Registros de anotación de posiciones
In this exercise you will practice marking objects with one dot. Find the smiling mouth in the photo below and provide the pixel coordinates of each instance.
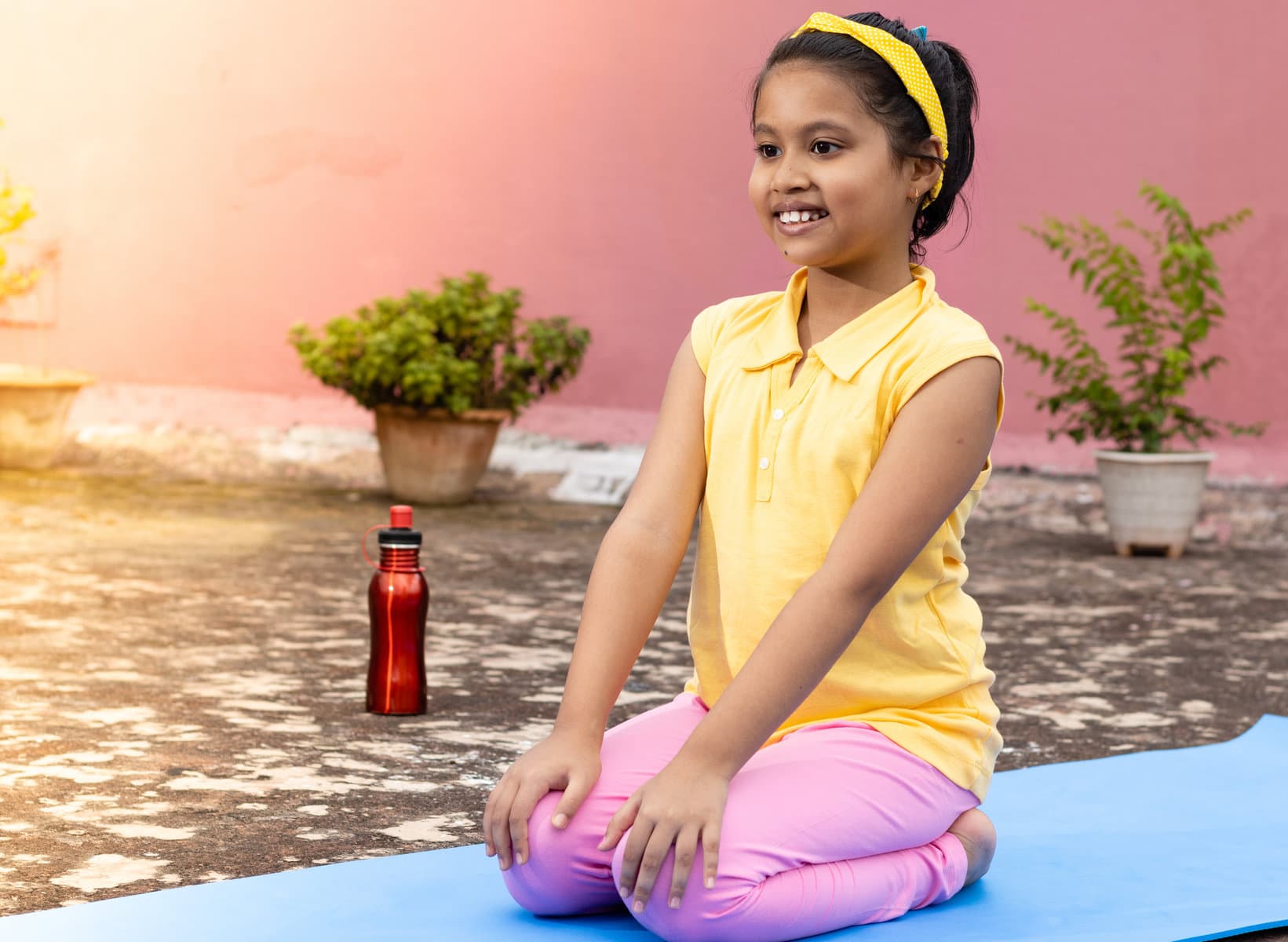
(800, 226)
(801, 215)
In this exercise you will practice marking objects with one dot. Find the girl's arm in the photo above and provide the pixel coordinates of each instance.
(629, 582)
(640, 554)
(934, 454)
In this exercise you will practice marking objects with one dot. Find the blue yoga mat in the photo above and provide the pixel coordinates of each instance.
(1166, 845)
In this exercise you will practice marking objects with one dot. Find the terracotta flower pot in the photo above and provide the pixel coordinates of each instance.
(432, 456)
(34, 406)
(1151, 500)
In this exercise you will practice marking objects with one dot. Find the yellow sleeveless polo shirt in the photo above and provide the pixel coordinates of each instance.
(785, 463)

INSTRUCCIONES DE LA TAREA: Convierte las líneas de los ítems de arriba en una tabla Markdown con las columnas "Número" y "Línea del ítem", una fila por línea y sin las líneas en blanco. No incluyas la imagen en la respuesta.

EJERCICIO RESUELTO:
| Número | Línea del ítem |
|---|---|
| 1 | In this exercise you will practice marking objects with one dot. Find the smiling mouth in the photo below and provide the pixel coordinates of each instance. |
| 2 | (800, 226) |
| 3 | (801, 215) |
| 4 | In this exercise you will practice marking objects with one dot. Find the girl's arm in the photo above and provide the pixel coordinates of each instance. |
| 5 | (629, 582) |
| 6 | (640, 554) |
| 7 | (934, 454) |
| 8 | In this exercise you will practice marking objects with one dot. Find the blue yoga mat in the photo above and provide the pixel coordinates of each instance. |
| 9 | (1166, 845) |
| 10 | In this exercise you will practice marking objects with one dot. Find the terracotta flower pot in the photo above and provide the pixel coordinates of each instance. |
| 11 | (432, 456) |
| 12 | (34, 406) |
| 13 | (1151, 500) |
| 14 | In this exercise you will practice marking objects with one dot. Find the yellow sleeveless polo shirt in the photo above and provide the pixel coordinates of each instance. |
| 15 | (785, 463) |